[EXERCISE TEXT — start]
Musical progression broadly conforms to these rules as well. Vessels, a post-rock band that formed in 2007 about the time of the genre’s waning, have spent the last eight years honing their mathy-origins into a bright, pulsing electro offering, something that’s ably displayed on upcoming album Dilate. Their latest album might be closer to the likes of experimental drone of Fuck Buttons than a post-hardcore Battles, but their live show explodes with ten frenzied limbs playing anything that they can set their hands on. Unlike the immense light show of the ‘Buttons, in the flesh Vessels remain rooted in the sweating, gurning tangibility of their origins, with a sound that has honed itself into a harder, incredibly current entity.
Alternatively, Trepalium continue to fight against the natural order, trying to give shape, and credibility, to their death/groove metal and 1930s swing hybrid. Previous outings have been unconvincing; the jazzier influences of songs like ‘Sick Boogie Murder’ sounded misguided, unconvincing and desperate, as if the need to show rebelliousness outweighed the importance of the song. Their latest EP, Damballa’s Voodoo Doll has pushed the swing influences even further to the fore, only now it’s starting to work. If the reek of the whiskey fumes and revelry of Mardi Gras aren’t your thing, then at least stick around for the deeply grooving riffs.
[EXERCISE TEXT — finish]
[EXTRACTED INFORMATION — start]
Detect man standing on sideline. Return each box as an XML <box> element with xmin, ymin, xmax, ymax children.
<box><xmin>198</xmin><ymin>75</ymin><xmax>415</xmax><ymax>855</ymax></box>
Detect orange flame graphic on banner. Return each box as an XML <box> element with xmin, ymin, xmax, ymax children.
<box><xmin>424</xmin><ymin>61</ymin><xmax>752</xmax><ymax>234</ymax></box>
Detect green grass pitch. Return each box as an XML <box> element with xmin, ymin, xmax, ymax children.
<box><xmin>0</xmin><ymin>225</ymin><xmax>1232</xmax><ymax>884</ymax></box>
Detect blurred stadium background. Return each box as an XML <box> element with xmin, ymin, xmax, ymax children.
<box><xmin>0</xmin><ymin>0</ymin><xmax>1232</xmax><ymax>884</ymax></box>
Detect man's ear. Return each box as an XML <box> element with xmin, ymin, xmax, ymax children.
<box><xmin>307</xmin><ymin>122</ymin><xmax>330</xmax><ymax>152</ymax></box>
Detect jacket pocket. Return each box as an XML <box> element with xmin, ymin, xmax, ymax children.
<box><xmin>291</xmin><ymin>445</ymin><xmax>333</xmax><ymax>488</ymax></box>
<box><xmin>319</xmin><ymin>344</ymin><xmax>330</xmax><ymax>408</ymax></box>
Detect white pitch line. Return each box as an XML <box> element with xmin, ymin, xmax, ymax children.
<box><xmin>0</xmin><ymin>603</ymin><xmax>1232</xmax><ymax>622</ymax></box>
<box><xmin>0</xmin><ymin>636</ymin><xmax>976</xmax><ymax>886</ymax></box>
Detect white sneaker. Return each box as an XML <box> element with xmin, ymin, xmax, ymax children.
[EXTRACTED INFORMATION — finish]
> _WHAT TO DO_
A - From the music review, pull out word for word the part that opens with "Alternatively, Trepalium continue" and closes with "deeply grooving riffs.".
B - Carry the music review forward from the point where it stops.

> _ANSWERS TO THE PROBLEMS_
A -
Alternatively, Trepalium continue to fight against the natural order, trying to give shape, and credibility, to their death/groove metal and 1930s swing hybrid. Previous outings have been unconvincing; the jazzier influences of songs like ‘Sick Boogie Murder’ sounded misguided, unconvincing and desperate, as if the need to show rebelliousness outweighed the importance of the song. Their latest EP, Damballa’s Voodoo Doll has pushed the swing influences even further to the fore, only now it’s starting to work. If the reek of the whiskey fumes and revelry of Mardi Gras aren’t your thing, then at least stick around for the deeply grooving riffs.

B -
5) First past the post
Decent releases from Spanish instrumentalists Toundra and Finnish doom-meddlers Callisto have too boosted the ‘post’ crowds’ hopes. Toundra are buried in naturalism and have a beautiful way of phrasing the voiceless that sets them apart from the re-hashed riffs and indiscriminate atmospherics that plague the scene. Album number 4, IV, is a concept album based on the idea of two foxes escaping from a burning forest, and is richly evocative of the nature that they are so indebted too. It’s pitted with nods to the likes of Neutral Milk Hotel and their emotional and celebratory aesthetic.
Callisto’s post-metal offering is much bleaker, a note-slamming, sluggish take on Isis. An improvement on their last release, the frankly dull Providence, Secret Youth makes good use of the band’s duality of clean and growled vocals.
Beardfish are a quiet, considered progressive act from a small town in the east of Sweden. Their quietness doesn’t come from being sonically muted, but instead from producing studied, retrospective and often introspective work that isn’t self-concerned.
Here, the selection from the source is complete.